▸ **Try it**
Write out the whole listing. Leave out nothing.

▸ **Exercise input**
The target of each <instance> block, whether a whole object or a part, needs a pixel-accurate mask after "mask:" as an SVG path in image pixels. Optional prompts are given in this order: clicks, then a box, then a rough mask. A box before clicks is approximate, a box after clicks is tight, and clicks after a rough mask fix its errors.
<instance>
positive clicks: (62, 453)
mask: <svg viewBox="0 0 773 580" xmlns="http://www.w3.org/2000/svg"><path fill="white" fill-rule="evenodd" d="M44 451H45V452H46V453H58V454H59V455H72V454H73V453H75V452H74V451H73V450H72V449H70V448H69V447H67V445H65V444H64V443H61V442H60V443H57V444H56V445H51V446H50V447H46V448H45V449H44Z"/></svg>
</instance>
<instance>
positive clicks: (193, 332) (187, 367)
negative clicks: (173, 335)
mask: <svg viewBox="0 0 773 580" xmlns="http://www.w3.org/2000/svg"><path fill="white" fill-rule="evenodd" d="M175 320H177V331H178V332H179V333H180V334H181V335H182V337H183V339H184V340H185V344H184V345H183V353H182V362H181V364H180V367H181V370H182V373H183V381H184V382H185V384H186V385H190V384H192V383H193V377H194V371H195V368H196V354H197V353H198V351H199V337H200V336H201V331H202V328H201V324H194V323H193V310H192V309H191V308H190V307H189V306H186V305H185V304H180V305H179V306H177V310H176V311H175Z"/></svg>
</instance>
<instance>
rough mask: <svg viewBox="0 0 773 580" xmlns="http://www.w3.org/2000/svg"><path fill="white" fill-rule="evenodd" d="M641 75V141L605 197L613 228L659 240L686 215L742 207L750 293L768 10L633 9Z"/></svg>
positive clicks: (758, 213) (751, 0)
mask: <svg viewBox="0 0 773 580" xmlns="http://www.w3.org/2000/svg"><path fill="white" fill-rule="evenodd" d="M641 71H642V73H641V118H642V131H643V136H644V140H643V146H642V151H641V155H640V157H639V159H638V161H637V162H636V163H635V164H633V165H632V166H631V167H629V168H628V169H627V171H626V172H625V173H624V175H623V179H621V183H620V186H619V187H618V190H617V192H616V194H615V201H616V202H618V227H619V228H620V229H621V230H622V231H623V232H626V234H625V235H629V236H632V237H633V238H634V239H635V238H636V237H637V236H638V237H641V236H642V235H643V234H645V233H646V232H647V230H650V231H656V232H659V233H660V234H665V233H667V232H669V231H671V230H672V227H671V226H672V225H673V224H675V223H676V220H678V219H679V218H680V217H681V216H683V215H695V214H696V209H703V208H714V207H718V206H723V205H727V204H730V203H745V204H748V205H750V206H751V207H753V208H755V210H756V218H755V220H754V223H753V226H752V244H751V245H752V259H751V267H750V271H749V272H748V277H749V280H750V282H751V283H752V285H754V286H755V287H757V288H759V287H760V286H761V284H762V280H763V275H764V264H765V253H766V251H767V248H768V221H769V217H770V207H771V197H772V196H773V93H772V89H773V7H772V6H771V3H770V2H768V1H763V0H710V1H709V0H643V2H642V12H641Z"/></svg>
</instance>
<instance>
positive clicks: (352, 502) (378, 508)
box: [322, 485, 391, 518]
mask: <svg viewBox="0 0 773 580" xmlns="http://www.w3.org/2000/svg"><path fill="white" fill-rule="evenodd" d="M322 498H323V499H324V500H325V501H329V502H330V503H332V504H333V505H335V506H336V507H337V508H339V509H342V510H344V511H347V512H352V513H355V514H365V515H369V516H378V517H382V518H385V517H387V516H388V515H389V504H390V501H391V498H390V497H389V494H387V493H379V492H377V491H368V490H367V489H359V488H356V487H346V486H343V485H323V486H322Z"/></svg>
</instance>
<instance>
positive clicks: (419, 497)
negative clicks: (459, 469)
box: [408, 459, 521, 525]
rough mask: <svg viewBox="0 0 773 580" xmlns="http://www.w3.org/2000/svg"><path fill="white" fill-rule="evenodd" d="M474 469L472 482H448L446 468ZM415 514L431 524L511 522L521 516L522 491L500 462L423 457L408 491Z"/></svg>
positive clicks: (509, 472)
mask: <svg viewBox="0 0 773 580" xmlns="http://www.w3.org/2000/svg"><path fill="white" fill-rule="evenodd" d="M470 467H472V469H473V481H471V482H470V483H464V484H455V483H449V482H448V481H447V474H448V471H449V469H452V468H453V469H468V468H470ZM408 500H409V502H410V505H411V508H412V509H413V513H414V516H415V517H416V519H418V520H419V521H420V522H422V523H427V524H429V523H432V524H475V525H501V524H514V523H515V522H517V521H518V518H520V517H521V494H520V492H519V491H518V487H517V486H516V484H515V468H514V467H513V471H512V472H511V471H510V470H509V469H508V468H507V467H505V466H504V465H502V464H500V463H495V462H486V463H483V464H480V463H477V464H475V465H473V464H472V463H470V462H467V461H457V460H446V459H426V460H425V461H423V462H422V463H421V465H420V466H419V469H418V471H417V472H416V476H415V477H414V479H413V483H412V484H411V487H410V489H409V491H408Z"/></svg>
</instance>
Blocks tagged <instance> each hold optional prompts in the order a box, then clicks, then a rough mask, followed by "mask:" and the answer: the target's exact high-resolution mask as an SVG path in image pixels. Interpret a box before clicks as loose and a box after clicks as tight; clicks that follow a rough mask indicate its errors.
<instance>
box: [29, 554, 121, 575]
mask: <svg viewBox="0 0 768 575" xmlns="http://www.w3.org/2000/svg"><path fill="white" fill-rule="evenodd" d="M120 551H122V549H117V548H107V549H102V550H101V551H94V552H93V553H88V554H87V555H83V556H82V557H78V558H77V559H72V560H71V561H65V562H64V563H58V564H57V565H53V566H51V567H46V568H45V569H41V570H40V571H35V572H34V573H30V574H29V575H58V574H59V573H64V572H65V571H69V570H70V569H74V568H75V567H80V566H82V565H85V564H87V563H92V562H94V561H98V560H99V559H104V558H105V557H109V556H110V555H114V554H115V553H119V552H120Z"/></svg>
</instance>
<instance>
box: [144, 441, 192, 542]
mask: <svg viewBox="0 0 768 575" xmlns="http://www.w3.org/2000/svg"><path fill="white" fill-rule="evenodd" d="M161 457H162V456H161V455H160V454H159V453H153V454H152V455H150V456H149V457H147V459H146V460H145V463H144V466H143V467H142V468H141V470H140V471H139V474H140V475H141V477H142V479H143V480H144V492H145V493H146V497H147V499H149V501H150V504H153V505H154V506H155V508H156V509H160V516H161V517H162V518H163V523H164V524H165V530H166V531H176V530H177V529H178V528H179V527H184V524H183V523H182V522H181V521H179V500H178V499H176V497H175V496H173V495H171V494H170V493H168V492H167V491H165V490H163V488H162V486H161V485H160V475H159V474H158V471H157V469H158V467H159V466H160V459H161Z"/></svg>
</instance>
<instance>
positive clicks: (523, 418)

▸ **Your response**
The target of each <instance> block, whether a whole object or a part, needs a pixel-accurate mask after "mask:" as an SVG path in image pixels. Optional prompts are given in this order: clicks, then a box, then a rough mask. A box before clicks is approximate, a box after clicks is tight, and clicks after a rough mask fix its errors.
<instance>
positive clicks: (62, 453)
mask: <svg viewBox="0 0 773 580" xmlns="http://www.w3.org/2000/svg"><path fill="white" fill-rule="evenodd" d="M44 451H45V452H46V453H58V454H59V455H72V454H73V453H75V452H74V451H73V450H72V449H70V448H69V447H67V445H65V444H64V443H61V442H60V443H57V444H56V445H51V446H50V447H46V448H45V449H44Z"/></svg>
</instance>
<instance>
positive clicks: (193, 332) (187, 367)
negative clicks: (173, 335)
mask: <svg viewBox="0 0 773 580" xmlns="http://www.w3.org/2000/svg"><path fill="white" fill-rule="evenodd" d="M175 320H177V331H178V332H179V333H180V334H181V335H182V337H183V339H184V340H185V344H184V345H183V353H182V362H181V364H180V367H181V370H182V373H183V381H184V382H185V384H186V385H190V384H192V383H193V377H194V371H195V368H196V354H197V353H198V351H199V337H200V336H201V331H202V328H201V324H194V323H193V310H192V309H191V308H190V307H189V306H186V305H185V304H180V305H179V306H177V310H176V311H175Z"/></svg>
</instance>
<instance>
rough mask: <svg viewBox="0 0 773 580" xmlns="http://www.w3.org/2000/svg"><path fill="white" fill-rule="evenodd" d="M641 75V141L605 197L613 228L659 240L686 215L742 207L750 293L768 10L633 9Z"/></svg>
positive clicks: (758, 213) (751, 0)
mask: <svg viewBox="0 0 773 580" xmlns="http://www.w3.org/2000/svg"><path fill="white" fill-rule="evenodd" d="M641 71H642V73H641V118H642V131H643V136H644V140H643V146H642V151H641V155H640V157H639V159H638V161H637V162H636V163H635V164H633V165H632V166H631V167H629V168H628V169H627V171H626V172H625V173H624V175H623V179H621V183H620V186H619V187H618V190H617V192H616V194H615V201H616V202H618V227H619V228H620V229H621V230H622V231H623V232H626V234H625V235H629V236H632V237H633V238H634V239H635V238H636V237H637V236H638V237H641V236H642V235H643V234H645V233H646V232H647V230H650V231H656V232H659V233H660V234H665V233H667V232H669V231H671V230H672V227H671V226H672V225H673V224H675V223H676V220H678V219H679V218H680V217H681V216H683V215H695V214H696V209H703V208H714V207H718V206H723V205H727V204H730V203H745V204H748V205H750V206H751V207H753V208H755V210H756V218H755V220H754V223H753V226H752V244H751V245H752V259H751V267H750V271H749V272H748V277H749V280H750V282H751V283H752V285H754V286H755V287H757V288H759V287H760V286H761V284H762V280H763V275H764V264H765V253H766V251H767V248H768V221H769V217H770V207H771V197H772V196H773V93H772V89H773V7H772V6H771V3H770V2H768V1H763V0H710V1H709V0H643V2H642V12H641Z"/></svg>
</instance>
<instance>
positive clicks: (352, 502) (378, 508)
box: [322, 485, 391, 518]
mask: <svg viewBox="0 0 773 580" xmlns="http://www.w3.org/2000/svg"><path fill="white" fill-rule="evenodd" d="M322 498H323V499H324V500H325V501H329V502H330V503H332V504H333V505H335V506H336V507H337V508H339V509H342V510H344V511H347V512H352V513H355V514H365V515H369V516H378V517H382V518H385V517H387V516H388V515H389V504H390V501H391V498H390V497H389V494H387V493H379V492H377V491H368V490H367V489H359V488H356V487H346V486H343V485H323V486H322Z"/></svg>
</instance>
<instance>
positive clicks: (419, 497)
negative clicks: (459, 469)
box: [408, 459, 521, 525]
rough mask: <svg viewBox="0 0 773 580" xmlns="http://www.w3.org/2000/svg"><path fill="white" fill-rule="evenodd" d="M474 469L472 482H448L446 468ZM415 514L431 524L511 522L521 516L522 491L500 462L423 457L408 491Z"/></svg>
positive clicks: (509, 472)
mask: <svg viewBox="0 0 773 580" xmlns="http://www.w3.org/2000/svg"><path fill="white" fill-rule="evenodd" d="M470 467H472V469H473V481H471V482H470V483H464V484H455V483H449V482H448V481H447V474H448V471H449V469H452V468H453V469H468V468H470ZM408 500H409V502H410V505H411V508H412V509H413V513H414V516H415V517H416V519H418V520H419V521H420V522H422V523H427V524H429V523H432V524H475V525H501V524H514V523H515V522H517V521H518V518H520V517H521V494H520V492H519V491H518V487H517V486H516V484H515V468H514V467H513V471H512V472H511V471H510V470H509V469H508V468H507V467H505V466H504V465H502V464H500V463H495V462H486V463H483V464H480V463H477V464H475V465H473V464H472V463H470V462H467V461H457V460H446V459H426V460H425V461H423V462H422V463H421V465H420V466H419V469H418V471H417V472H416V476H415V477H414V479H413V483H412V484H411V487H410V489H409V491H408Z"/></svg>
</instance>
Blocks tagged <instance> each hold optional prompts in the order a box, then clicks, then a rough mask, followed by "mask:" and the answer: the target's exact high-resolution mask as an SVG path in image pixels. Interpret a box before clicks as loose and a box after clicks as tight; clicks that follow a rough mask indicate its errors.
<instance>
box: [29, 554, 121, 575]
mask: <svg viewBox="0 0 768 575" xmlns="http://www.w3.org/2000/svg"><path fill="white" fill-rule="evenodd" d="M120 551H122V549H117V548H107V549H102V550H101V551H94V552H93V553H88V554H87V555H83V556H82V557H78V558H77V559H72V560H71V561H65V562H64V563H58V564H57V565H53V566H51V567H46V568H45V569H41V570H40V571H35V572H34V573H30V574H29V575H58V574H59V573H64V572H65V571H69V570H70V569H74V568H75V567H80V566H82V565H85V564H87V563H92V562H94V561H98V560H99V559H104V558H105V557H109V556H110V555H114V554H115V553H119V552H120Z"/></svg>
</instance>
<instance>
box: [144, 441, 192, 542]
mask: <svg viewBox="0 0 768 575" xmlns="http://www.w3.org/2000/svg"><path fill="white" fill-rule="evenodd" d="M161 457H162V456H161V455H160V454H159V453H153V454H152V455H150V456H149V457H147V459H146V460H145V463H144V466H143V467H142V468H141V470H140V471H139V474H140V475H141V477H142V479H143V480H144V492H145V493H146V497H147V499H149V501H150V504H153V505H154V506H155V508H156V509H160V516H161V517H162V518H163V523H164V524H165V530H166V531H176V530H177V529H178V528H179V527H184V524H183V523H182V522H181V521H179V500H178V499H176V497H175V496H173V495H171V494H170V493H168V492H167V491H165V490H163V488H162V486H161V485H160V475H159V474H158V471H157V469H158V467H159V466H160V459H161Z"/></svg>
</instance>
<instance>
positive clicks: (523, 418)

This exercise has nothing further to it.